Collect each line of the records below that contains the word "arch", and copy every such line in full. Treat case as significant, so matches must agree in capitalization.

++++ Dataset excerpts

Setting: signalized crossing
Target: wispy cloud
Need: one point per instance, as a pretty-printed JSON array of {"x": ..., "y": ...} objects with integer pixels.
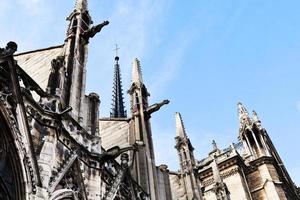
[{"x": 298, "y": 106}]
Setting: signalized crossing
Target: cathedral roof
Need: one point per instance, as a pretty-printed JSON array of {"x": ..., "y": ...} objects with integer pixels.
[{"x": 37, "y": 63}]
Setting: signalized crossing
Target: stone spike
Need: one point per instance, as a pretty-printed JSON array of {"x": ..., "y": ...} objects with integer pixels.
[
  {"x": 180, "y": 130},
  {"x": 81, "y": 5},
  {"x": 243, "y": 115},
  {"x": 136, "y": 72},
  {"x": 118, "y": 108}
]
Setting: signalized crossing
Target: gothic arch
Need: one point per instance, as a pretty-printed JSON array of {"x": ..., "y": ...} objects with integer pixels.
[
  {"x": 12, "y": 186},
  {"x": 63, "y": 194}
]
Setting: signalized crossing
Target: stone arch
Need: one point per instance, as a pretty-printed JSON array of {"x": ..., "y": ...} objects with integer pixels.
[
  {"x": 12, "y": 184},
  {"x": 63, "y": 194}
]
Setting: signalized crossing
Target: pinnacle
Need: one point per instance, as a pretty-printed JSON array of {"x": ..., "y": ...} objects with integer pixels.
[
  {"x": 136, "y": 72},
  {"x": 180, "y": 130},
  {"x": 81, "y": 5}
]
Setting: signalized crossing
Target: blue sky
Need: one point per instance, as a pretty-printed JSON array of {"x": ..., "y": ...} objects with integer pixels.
[{"x": 205, "y": 56}]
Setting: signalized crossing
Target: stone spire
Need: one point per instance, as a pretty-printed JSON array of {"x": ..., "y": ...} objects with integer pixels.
[
  {"x": 256, "y": 120},
  {"x": 187, "y": 162},
  {"x": 118, "y": 108},
  {"x": 243, "y": 116},
  {"x": 81, "y": 5},
  {"x": 180, "y": 130},
  {"x": 136, "y": 72}
]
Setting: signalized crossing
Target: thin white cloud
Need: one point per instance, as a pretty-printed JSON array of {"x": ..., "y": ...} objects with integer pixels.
[{"x": 298, "y": 106}]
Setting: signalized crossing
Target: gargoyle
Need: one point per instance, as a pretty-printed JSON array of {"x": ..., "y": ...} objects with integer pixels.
[
  {"x": 114, "y": 152},
  {"x": 91, "y": 32}
]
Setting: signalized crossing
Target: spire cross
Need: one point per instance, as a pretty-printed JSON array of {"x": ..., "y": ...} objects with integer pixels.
[{"x": 116, "y": 49}]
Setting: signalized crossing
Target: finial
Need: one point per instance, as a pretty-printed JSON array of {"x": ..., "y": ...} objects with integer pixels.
[
  {"x": 243, "y": 115},
  {"x": 118, "y": 107},
  {"x": 136, "y": 71},
  {"x": 255, "y": 116},
  {"x": 81, "y": 5},
  {"x": 180, "y": 130},
  {"x": 116, "y": 49}
]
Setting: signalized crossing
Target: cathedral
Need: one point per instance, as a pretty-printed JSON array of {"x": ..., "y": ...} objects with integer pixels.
[{"x": 55, "y": 146}]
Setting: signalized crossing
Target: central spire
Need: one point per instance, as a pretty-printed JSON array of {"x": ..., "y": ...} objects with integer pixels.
[{"x": 118, "y": 108}]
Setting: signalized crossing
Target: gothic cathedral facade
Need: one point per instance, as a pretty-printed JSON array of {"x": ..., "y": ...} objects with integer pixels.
[{"x": 55, "y": 146}]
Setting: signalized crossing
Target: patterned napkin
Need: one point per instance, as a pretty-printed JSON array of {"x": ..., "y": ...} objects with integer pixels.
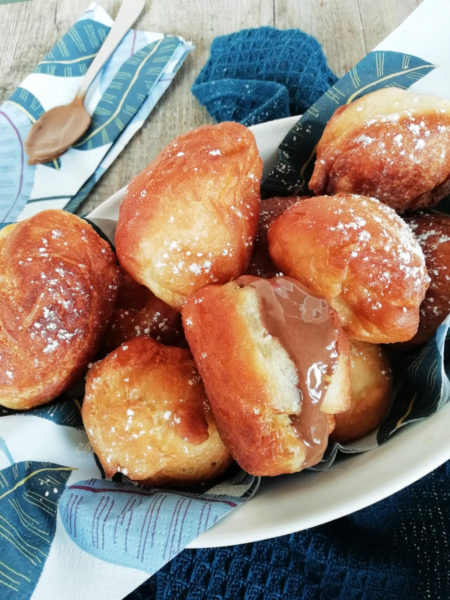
[
  {"x": 119, "y": 100},
  {"x": 52, "y": 492}
]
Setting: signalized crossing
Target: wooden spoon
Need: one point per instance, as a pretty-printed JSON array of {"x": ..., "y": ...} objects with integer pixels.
[{"x": 60, "y": 127}]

++++++++

- _Output of the exercise_
Target: gothic arch
Target: stone arch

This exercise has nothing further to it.